Copy the line containing "For every instance of the streetlight, imagine", then all lines after it up to and including the final line of the material, exactly and without additions.

== Entries

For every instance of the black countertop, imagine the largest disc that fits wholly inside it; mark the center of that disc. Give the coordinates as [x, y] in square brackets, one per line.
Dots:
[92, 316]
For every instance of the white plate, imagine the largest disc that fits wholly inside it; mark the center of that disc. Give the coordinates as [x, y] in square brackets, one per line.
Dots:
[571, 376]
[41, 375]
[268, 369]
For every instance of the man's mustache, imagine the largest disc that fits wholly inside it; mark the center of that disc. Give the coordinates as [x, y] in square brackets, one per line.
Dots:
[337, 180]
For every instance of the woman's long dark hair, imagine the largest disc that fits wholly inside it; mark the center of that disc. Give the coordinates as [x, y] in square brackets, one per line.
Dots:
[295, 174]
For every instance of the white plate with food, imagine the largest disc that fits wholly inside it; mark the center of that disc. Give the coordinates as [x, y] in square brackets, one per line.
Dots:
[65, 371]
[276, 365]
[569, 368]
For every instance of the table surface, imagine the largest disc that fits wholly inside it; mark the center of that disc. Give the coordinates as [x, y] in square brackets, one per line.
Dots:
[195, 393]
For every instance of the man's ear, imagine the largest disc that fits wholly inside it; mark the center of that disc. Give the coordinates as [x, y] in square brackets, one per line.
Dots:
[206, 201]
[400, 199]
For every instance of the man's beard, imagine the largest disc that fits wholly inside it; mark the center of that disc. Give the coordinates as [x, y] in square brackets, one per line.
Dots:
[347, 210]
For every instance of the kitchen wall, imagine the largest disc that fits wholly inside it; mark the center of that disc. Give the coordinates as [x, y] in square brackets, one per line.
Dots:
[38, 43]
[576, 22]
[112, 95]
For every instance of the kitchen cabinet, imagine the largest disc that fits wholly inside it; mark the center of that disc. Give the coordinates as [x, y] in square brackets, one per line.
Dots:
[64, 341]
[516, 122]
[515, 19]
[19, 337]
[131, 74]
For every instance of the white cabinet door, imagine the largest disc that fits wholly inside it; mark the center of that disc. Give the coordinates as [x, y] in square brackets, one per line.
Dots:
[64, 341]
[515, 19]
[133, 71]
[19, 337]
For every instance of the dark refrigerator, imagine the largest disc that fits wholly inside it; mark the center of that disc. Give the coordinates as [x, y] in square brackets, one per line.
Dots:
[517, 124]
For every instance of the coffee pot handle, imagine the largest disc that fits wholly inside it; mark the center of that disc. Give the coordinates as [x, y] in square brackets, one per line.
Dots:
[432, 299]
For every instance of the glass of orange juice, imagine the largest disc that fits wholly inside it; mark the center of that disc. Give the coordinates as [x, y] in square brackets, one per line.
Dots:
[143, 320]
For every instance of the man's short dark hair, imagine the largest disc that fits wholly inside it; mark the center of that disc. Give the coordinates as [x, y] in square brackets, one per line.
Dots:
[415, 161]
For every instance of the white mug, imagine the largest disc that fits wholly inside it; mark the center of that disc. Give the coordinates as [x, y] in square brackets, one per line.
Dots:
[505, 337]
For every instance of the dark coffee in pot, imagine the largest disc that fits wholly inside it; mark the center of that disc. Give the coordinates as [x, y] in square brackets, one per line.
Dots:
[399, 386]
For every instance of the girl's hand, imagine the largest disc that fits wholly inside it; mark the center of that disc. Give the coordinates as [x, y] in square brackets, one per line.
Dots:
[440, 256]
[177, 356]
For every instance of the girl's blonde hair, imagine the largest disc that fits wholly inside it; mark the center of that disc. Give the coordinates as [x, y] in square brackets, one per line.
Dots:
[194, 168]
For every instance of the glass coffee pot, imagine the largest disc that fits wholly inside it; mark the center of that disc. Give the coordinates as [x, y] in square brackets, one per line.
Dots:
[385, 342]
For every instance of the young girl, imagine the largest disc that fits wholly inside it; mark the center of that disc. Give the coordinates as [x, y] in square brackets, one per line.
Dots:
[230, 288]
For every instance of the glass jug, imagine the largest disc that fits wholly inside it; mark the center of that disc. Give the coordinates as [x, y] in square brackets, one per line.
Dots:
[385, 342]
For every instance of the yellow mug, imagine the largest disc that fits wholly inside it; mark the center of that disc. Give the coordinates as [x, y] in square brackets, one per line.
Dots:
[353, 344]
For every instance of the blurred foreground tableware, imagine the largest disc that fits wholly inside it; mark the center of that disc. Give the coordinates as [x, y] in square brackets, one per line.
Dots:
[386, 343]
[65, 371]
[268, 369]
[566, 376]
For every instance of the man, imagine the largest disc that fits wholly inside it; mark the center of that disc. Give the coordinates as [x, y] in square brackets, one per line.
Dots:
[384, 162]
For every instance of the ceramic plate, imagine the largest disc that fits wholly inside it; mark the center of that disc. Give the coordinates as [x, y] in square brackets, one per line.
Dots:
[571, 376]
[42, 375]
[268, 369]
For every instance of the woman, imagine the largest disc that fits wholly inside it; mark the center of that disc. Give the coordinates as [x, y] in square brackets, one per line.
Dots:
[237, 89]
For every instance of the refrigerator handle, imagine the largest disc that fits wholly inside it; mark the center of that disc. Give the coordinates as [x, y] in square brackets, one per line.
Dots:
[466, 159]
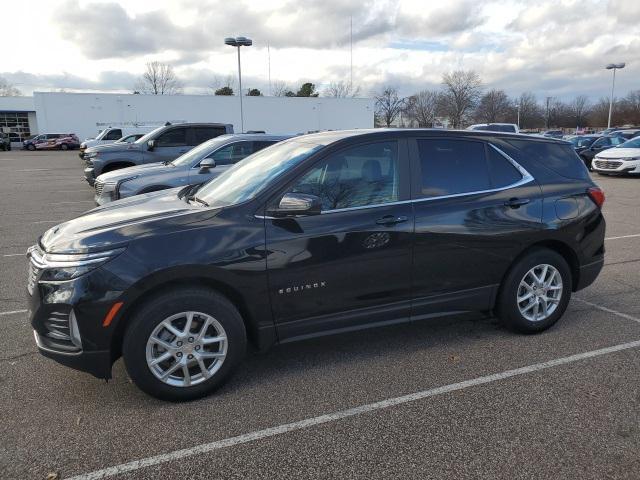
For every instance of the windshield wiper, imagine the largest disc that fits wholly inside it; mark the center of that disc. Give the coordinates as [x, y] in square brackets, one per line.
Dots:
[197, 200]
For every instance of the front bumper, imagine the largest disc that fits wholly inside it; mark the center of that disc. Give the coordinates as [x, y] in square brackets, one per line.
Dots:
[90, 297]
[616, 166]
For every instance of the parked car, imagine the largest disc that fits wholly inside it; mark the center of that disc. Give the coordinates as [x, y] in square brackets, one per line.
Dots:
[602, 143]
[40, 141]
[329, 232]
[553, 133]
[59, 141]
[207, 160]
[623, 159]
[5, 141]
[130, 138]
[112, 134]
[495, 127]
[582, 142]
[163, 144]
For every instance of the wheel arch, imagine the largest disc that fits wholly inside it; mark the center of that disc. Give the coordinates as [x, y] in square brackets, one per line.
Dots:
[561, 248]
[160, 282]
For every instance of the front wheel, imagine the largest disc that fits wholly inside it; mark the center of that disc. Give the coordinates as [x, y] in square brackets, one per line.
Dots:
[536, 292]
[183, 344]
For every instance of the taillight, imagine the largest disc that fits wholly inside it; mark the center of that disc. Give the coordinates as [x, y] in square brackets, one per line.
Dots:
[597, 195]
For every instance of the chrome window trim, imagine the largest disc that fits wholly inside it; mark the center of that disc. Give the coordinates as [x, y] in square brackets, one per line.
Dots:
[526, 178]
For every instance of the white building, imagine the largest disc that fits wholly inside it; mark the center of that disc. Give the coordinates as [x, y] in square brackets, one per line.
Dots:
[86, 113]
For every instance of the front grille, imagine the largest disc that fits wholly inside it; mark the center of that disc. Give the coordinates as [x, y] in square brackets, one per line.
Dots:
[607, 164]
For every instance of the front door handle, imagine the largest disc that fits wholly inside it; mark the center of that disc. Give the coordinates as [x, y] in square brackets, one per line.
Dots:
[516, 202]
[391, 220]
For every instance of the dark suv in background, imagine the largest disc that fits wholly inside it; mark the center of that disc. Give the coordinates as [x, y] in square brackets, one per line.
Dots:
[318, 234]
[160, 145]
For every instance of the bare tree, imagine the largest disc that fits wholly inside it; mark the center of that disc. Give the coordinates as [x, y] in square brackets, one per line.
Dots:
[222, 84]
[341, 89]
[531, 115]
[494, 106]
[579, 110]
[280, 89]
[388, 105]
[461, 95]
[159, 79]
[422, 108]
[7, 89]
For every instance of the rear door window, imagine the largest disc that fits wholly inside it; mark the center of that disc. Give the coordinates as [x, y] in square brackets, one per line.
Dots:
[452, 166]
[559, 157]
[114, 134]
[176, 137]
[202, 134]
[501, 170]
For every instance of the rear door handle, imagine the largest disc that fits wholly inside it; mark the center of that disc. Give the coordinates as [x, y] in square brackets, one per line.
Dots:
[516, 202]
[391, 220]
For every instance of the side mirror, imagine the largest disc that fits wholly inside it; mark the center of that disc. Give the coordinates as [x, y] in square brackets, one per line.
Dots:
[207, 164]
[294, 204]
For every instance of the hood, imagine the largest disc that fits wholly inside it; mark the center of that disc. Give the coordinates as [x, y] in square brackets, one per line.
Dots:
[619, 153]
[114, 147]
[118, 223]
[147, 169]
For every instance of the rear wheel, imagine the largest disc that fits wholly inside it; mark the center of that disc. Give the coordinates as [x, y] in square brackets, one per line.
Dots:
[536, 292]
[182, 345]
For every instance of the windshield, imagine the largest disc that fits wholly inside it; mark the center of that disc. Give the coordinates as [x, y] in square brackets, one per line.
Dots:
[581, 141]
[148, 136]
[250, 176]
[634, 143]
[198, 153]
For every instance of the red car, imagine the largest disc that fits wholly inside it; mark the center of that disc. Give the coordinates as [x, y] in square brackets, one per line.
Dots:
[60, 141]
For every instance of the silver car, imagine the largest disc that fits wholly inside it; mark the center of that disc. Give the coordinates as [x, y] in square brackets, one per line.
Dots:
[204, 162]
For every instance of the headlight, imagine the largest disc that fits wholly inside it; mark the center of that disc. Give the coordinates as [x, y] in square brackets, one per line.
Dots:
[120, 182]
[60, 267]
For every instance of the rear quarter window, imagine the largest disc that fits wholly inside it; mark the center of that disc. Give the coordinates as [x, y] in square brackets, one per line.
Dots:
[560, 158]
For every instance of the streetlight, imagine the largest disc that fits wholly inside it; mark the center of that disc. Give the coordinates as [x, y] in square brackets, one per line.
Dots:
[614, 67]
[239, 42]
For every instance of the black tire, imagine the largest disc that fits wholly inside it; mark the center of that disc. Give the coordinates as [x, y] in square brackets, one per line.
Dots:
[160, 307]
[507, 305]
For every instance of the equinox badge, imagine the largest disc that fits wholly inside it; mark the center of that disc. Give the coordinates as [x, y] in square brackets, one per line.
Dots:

====

* _Task output_:
For every instance of the streetlight, imagine the largest disc that fits wholly inside it; mark the center of that disc. Give the coordinates as [x, y] in square brackets, one per line.
Dots:
[614, 67]
[239, 42]
For every instance of the black tire, imagine the largest disc that fits wholly inside it; mark the center of that disc. Give the coordinates as [x, y] in square brackets, one per line.
Dots:
[160, 307]
[507, 305]
For every instance of the equinox badge, imagine the largest disc that fits wholly inside it; mark the center of that disc. Give the coordinates as [x, y] in square brackets, one per line.
Dots:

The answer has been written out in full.